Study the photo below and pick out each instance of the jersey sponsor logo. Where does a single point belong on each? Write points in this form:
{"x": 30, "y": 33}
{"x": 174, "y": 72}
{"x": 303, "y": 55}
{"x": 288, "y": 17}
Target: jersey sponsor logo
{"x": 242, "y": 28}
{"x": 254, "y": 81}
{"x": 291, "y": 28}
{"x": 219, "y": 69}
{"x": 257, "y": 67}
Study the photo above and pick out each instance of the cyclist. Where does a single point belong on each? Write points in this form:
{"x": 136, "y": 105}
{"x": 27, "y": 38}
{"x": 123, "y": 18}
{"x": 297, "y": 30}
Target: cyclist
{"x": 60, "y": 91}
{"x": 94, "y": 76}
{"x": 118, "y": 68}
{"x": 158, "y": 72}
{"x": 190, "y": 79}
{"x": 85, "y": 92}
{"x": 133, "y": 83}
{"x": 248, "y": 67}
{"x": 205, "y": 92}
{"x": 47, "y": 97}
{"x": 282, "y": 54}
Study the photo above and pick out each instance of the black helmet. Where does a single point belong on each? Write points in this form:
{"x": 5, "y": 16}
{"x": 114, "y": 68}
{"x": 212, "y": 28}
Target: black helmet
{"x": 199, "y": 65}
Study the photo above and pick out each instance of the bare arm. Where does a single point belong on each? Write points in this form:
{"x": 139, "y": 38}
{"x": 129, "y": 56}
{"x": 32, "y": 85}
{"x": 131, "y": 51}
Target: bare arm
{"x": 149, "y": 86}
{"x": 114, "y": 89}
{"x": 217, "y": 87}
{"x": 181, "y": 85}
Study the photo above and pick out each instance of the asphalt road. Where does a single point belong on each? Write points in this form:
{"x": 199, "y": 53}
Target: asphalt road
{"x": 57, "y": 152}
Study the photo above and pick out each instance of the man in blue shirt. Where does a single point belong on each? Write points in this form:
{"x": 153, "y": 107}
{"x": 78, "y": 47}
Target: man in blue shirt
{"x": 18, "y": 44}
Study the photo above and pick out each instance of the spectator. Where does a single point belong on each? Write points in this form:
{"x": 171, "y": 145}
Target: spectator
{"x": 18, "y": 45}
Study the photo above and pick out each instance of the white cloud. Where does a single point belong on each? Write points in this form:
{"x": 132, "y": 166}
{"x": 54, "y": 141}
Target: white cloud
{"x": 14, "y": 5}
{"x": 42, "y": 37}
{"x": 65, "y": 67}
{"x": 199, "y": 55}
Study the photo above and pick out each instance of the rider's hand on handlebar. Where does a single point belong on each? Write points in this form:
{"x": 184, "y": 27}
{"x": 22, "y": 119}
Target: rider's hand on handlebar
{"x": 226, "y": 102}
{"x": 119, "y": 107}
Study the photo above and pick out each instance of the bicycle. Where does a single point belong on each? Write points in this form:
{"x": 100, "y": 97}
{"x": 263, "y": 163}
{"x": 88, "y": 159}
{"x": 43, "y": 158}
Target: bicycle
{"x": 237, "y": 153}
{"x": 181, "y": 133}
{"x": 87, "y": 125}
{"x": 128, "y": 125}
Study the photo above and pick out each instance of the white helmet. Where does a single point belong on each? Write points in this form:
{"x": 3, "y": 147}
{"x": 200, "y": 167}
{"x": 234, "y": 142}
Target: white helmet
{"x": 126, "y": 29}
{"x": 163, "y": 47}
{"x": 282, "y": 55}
§
- [WHAT TO WORK ON]:
Reproduce without any change the lines above, from the line containing "of the bicycle." through the last line of the items, including both ends.

- [ANSWER BELOW]:
Study the photo above and pick out each instance of the bicycle. Where does a single point belong on each? Write points in this form:
{"x": 100, "y": 97}
{"x": 263, "y": 163}
{"x": 88, "y": 159}
{"x": 43, "y": 158}
Target: bicycle
{"x": 237, "y": 153}
{"x": 181, "y": 133}
{"x": 87, "y": 125}
{"x": 128, "y": 125}
Study the photo above and pick out each instance of the white helmet. Where does a single point belong on each? Write points in this form:
{"x": 3, "y": 147}
{"x": 200, "y": 167}
{"x": 234, "y": 142}
Target: white helmet
{"x": 126, "y": 29}
{"x": 163, "y": 47}
{"x": 282, "y": 55}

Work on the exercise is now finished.